Only the lines from the line containing "of the curly" to the end of the entries should be repeated, exactly as they appear.
##########
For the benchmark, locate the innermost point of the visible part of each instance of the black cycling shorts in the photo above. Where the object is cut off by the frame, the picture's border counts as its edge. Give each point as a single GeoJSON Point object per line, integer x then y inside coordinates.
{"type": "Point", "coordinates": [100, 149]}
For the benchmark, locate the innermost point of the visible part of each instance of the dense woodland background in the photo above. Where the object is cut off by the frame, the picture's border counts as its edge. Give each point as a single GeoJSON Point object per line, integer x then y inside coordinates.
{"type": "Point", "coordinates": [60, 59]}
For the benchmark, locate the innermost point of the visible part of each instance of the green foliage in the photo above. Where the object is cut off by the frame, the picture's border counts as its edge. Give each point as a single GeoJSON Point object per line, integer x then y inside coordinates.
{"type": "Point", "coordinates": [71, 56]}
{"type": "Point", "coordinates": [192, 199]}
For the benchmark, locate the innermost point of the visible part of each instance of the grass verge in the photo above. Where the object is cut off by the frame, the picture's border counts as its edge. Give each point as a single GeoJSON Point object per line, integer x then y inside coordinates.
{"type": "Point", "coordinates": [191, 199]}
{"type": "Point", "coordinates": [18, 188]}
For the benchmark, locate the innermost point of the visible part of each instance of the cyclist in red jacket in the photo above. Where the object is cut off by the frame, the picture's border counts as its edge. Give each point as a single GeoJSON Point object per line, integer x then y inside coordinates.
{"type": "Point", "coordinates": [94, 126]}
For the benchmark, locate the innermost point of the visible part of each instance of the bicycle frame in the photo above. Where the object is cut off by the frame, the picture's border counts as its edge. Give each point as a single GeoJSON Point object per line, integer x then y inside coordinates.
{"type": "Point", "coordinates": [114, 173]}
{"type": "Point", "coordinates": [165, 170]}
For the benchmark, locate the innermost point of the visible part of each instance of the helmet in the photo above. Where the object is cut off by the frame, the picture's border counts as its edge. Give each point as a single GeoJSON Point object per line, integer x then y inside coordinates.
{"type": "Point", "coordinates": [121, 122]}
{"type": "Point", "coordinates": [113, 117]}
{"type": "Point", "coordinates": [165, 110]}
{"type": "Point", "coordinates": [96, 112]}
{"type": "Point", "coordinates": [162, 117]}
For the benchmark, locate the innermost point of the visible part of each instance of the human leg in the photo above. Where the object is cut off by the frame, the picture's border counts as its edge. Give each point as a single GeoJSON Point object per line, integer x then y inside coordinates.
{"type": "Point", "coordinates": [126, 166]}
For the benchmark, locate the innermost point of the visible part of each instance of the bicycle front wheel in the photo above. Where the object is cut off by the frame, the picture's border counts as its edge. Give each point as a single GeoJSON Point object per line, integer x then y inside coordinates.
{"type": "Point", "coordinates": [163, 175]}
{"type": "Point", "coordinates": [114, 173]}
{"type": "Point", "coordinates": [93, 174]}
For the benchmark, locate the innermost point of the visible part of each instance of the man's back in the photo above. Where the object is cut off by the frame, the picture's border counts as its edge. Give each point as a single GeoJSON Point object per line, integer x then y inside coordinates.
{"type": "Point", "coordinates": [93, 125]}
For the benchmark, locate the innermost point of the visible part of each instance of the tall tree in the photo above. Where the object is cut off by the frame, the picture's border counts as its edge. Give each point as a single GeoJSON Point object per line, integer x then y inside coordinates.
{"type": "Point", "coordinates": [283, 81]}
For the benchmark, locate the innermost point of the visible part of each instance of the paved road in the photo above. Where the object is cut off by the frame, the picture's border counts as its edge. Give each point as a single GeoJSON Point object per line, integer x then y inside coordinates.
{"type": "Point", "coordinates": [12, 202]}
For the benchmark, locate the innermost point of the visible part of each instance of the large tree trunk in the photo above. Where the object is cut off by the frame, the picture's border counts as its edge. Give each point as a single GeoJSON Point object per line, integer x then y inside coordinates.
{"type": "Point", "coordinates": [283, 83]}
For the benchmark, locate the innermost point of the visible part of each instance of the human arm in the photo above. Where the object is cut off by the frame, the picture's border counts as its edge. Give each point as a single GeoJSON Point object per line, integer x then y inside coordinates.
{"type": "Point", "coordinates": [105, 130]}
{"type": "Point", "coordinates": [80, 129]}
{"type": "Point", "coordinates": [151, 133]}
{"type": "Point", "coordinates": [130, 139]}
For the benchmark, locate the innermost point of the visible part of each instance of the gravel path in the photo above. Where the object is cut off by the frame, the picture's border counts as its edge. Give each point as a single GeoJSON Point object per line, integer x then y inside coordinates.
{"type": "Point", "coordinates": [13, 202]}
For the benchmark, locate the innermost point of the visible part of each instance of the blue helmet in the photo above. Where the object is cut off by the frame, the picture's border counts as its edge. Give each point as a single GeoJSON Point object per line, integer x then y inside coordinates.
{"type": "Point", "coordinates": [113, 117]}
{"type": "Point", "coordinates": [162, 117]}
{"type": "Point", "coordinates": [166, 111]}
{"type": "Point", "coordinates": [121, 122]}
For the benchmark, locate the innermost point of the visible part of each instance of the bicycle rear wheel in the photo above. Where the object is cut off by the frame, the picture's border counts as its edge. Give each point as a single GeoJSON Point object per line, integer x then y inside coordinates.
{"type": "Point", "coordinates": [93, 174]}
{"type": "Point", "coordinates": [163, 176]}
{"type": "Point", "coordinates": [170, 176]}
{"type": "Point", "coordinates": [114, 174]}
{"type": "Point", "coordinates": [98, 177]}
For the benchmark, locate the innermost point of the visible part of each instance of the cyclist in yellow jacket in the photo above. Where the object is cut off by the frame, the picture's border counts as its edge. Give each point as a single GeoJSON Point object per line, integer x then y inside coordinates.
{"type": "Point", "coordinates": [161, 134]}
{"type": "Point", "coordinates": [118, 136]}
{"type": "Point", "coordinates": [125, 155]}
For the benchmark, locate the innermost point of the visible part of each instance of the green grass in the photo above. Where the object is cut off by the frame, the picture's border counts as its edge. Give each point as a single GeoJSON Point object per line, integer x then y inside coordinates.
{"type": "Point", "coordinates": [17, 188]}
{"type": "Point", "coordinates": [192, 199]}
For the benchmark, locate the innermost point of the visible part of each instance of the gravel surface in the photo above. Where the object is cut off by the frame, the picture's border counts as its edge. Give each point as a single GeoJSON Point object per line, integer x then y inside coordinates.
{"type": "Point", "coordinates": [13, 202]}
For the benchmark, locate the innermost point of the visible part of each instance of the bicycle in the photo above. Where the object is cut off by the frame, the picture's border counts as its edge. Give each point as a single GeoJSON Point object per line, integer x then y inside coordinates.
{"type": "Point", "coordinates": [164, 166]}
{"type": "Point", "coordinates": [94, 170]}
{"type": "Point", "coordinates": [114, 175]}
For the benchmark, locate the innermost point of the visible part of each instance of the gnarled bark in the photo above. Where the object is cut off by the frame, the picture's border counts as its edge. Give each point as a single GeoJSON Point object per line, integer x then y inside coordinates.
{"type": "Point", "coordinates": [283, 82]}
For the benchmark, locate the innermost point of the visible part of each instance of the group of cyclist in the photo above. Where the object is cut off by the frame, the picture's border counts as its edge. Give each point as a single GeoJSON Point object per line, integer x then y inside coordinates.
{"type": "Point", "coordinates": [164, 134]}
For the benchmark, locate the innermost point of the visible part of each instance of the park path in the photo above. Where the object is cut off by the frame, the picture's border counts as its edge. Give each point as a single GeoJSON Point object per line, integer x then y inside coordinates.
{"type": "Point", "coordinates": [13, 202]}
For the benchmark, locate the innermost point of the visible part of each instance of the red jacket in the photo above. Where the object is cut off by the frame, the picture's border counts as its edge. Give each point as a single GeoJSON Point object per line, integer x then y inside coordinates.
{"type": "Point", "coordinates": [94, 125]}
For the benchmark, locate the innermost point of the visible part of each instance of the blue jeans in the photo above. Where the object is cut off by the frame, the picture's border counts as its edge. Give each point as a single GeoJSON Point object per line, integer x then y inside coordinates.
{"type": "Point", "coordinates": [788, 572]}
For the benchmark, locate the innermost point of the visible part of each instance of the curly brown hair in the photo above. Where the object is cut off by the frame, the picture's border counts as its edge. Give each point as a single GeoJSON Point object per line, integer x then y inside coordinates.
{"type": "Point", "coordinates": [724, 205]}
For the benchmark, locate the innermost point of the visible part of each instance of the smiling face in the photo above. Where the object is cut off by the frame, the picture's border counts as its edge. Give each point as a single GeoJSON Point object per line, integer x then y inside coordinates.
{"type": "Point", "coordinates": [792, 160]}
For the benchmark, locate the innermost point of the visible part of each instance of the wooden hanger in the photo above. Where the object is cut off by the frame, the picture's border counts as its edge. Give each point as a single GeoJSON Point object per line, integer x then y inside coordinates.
##########
● **Solution for this exercise**
For the benchmark, locate the innermost point of the visible part of each instance of the curly brown hair in the photo above. Where the object is cut off by the frame, the picture's border counts as its edge. Give each point as a single GeoJSON Point object per line, integer x then y inside coordinates.
{"type": "Point", "coordinates": [724, 205]}
For the benchmark, locate the innermost point of the visible part of each instance of the smiling face in the photo above. Where the object is cut off by the frame, the picture's border counts as its edge. Give each point as a single GeoJSON Point object per line, integer x then y inside coordinates.
{"type": "Point", "coordinates": [792, 160]}
For the benchmark, locate the innermost point of the visible part of each instance of the wooden hanger in the photo above. Where the object is cut off by the frame, the picture's border counts as its edge. Give each point as a single GeoJSON Point object per line, integer x then y inside coordinates.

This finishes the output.